**Source extract:**
┄┄┄┄┄┄┄┄┄┄┄┄┄┄┄┄┄┄┄┄
Editor’s take: We first started studying China’s electric vehicle market because of its importance to semis, but have become increasingly fascinated (some would say obsessed) the more we learn. Autos are an important industry for any developed economy and China’s EV market bears many of the hallmarks of an industry that could someday become a major global player. If current trends continue, China’s EV makers will be important not just to the semis market, but to the global economy.
A combination of factors make it interesting. First is its growth rate. From 500,000 units in 2017 to an estimated 6.5 million units in 2022, the industry has clocked in a 63% CAGR, and looks set to continue growing in healthy double digits for at least the next few years.
China’s policy makers are sending all the signals that they favor the industry for a host of reasons, so even if they curtail explicit subsidies as they are doing now, there are still many other ways that the government will grant favorable treatment to the sector.
Guest author Jonathan Goldberg is the founder of D2D Advisory, a multi-functional consulting firm. Jonathan has developed growth strategies and alliances for companies in the mobile, networking, gaming, and software industries.
Another important factor is the sheer diversity of suppliers. This report from Technode lists 30 EV makers, which is probably the same number for EV makers from all other countries combined. China’s development model seems to do well with this sort of near-anarchic market fragmentation. We have seen similar patterns there across many other industries. For example, China once had 1,000 handset makers and today probably has 2,000 semiconductor companies.
┄┄┄┄┄┄┄┄┄┄┄┄┄┄┄┄┄┄┄┄
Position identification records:
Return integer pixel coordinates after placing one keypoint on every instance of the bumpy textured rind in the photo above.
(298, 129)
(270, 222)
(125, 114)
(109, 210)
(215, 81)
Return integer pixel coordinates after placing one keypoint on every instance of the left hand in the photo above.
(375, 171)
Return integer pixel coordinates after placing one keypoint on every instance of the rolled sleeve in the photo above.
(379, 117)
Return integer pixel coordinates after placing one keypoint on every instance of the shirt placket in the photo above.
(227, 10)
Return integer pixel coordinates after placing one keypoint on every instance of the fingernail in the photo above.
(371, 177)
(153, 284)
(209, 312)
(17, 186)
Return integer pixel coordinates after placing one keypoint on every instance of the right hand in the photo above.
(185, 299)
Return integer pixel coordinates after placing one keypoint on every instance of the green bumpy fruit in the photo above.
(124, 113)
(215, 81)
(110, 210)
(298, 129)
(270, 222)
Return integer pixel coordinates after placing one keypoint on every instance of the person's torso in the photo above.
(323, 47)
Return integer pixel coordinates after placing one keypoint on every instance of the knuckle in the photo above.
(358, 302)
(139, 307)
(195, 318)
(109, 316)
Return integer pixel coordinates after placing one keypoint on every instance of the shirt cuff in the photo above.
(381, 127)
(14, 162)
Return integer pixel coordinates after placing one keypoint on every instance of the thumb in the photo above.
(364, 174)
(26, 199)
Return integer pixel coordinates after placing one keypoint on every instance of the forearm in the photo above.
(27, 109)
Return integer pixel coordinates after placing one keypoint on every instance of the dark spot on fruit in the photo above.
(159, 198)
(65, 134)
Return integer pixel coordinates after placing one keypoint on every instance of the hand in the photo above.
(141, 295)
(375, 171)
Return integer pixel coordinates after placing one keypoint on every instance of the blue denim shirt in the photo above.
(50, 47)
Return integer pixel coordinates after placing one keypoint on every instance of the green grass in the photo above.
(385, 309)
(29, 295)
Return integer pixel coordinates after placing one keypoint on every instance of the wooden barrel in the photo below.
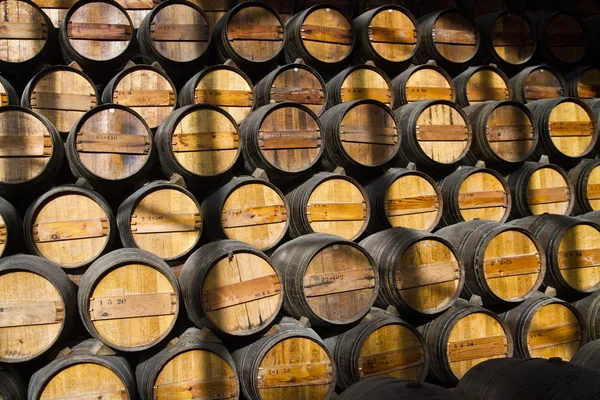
(539, 188)
(504, 133)
(388, 36)
(37, 307)
(420, 273)
(404, 198)
(294, 82)
(252, 35)
(462, 337)
(287, 362)
(480, 84)
(146, 89)
(360, 135)
(177, 35)
(247, 209)
(475, 193)
(231, 287)
(436, 134)
(359, 82)
(31, 151)
(503, 263)
(507, 38)
(224, 86)
(381, 344)
(422, 82)
(322, 36)
(283, 139)
(200, 142)
(162, 218)
(546, 327)
(129, 299)
(89, 370)
(167, 373)
(537, 83)
(527, 379)
(568, 128)
(27, 37)
(329, 280)
(329, 203)
(98, 35)
(449, 38)
(62, 94)
(111, 146)
(571, 246)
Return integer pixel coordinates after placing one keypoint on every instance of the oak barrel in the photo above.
(146, 89)
(247, 209)
(70, 226)
(38, 307)
(381, 344)
(571, 246)
(463, 337)
(231, 287)
(420, 273)
(283, 139)
(404, 198)
(539, 188)
(503, 263)
(327, 279)
(89, 370)
(162, 218)
(475, 193)
(129, 299)
(193, 363)
(288, 362)
(329, 203)
(62, 94)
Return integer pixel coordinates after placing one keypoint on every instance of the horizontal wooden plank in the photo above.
(132, 306)
(240, 293)
(59, 231)
(338, 282)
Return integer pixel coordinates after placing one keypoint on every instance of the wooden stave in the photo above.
(471, 240)
(106, 264)
(60, 281)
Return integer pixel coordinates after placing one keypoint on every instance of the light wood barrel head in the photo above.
(412, 201)
(62, 96)
(548, 192)
(255, 214)
(99, 31)
(392, 350)
(338, 207)
(296, 368)
(428, 276)
(554, 331)
(23, 31)
(25, 146)
(572, 129)
(475, 338)
(146, 92)
(241, 294)
(179, 33)
(327, 35)
(579, 257)
(510, 133)
(255, 34)
(85, 381)
(31, 315)
(196, 374)
(133, 306)
(512, 265)
(167, 223)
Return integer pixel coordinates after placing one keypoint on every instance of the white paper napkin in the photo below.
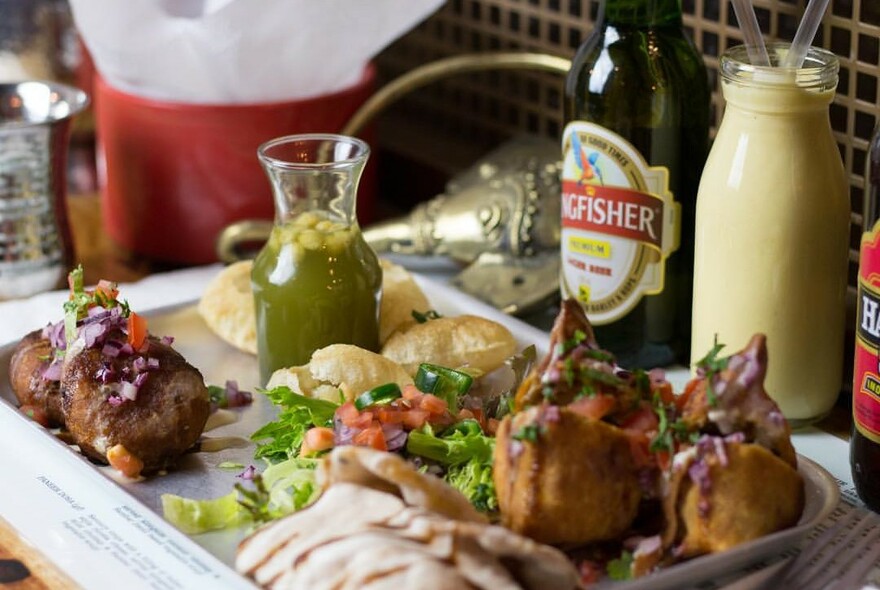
(24, 315)
(240, 51)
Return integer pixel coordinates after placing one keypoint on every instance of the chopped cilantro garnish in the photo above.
(424, 317)
(711, 366)
(663, 441)
(529, 432)
(642, 383)
(621, 568)
(590, 374)
(576, 338)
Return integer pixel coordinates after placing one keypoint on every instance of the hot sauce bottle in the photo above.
(865, 441)
(637, 112)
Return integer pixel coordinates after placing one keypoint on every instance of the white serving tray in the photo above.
(104, 531)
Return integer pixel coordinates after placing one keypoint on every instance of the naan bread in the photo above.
(457, 341)
(358, 536)
(392, 473)
(576, 483)
(227, 306)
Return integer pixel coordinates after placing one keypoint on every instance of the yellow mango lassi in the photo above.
(772, 229)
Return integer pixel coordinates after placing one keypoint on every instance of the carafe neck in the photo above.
(641, 13)
(317, 173)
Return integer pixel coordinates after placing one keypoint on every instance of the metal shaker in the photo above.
(36, 247)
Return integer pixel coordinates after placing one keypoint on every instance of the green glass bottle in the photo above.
(636, 138)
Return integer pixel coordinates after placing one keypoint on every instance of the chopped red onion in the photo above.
(344, 435)
(396, 441)
(551, 414)
(53, 371)
(235, 397)
(699, 474)
(92, 333)
(139, 365)
(140, 379)
(105, 374)
(55, 334)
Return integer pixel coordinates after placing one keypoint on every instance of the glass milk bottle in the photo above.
(772, 229)
(316, 281)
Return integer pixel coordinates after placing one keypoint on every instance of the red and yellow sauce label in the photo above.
(866, 374)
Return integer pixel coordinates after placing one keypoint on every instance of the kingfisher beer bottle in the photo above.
(634, 145)
(865, 440)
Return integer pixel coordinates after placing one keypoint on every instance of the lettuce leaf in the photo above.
(462, 443)
(298, 413)
(474, 480)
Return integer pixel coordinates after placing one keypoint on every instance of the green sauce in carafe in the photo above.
(316, 282)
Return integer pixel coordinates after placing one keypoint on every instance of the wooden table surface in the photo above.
(23, 566)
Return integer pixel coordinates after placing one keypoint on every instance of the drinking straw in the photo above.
(805, 33)
(748, 24)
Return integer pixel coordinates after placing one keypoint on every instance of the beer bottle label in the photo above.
(866, 374)
(619, 222)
┄┄┄┄┄┄┄┄┄┄┄┄┄┄┄┄┄┄┄┄
**Written exercise 1:**
Answer these questions from the editorial on China's electric vehicle market:
(a) How many units did the market reach in 2017?
(b) How many EV makers does the Technode report list?
(c) What firm did Jonathan Goldberg found?
**Written exercise 2:** Please write the next part of the editorial on China's electric vehicle market, starting after its final sentence.

**Exercise answer 1:**
(a) 500,000 units
(b) 30
(c) D2D Advisory

**Exercise answer 2:**
“… the pattern seems to be sponsor a large number of companies, then let Darwinian commercial forces play out across the sector, ultimately winnowing the number down to a handful of battle-hardened champions, who are then ready to compete on the global stage”
Commercially, this makes little sense, but those other industries demonstrate that this approach can yield benefits to the broader economy. Government planners want to encourage growth of an industry, but rightly recognize that they should not be picking winners. Instead, the pattern seems to be sponsor a large number of companies, then let Darwinian commercial forces play out across the sector, ultimately winnowing the number down to a handful of battle-hardened champions, who are then ready to compete on the global stage with tested supply chains and supplier ecosystems. China’s EV market today shows all the signs of following along with that playbook, and it will be fun (and important) to follow this process through to that conclusion.
Finally, we think it is important to keep sight of these companies’ export ambitions. Some of the biggest EV makers have been very busy building out their global dealership and logistics networks. Again, this is very similar to China’s handset makers, who balanced strong local support at home to establish export markets around the world. If this model plays out as we suggest above, in a few years, we are likely to see China EVs with a massive share of the global EV market.
That all being said, none of this is certain.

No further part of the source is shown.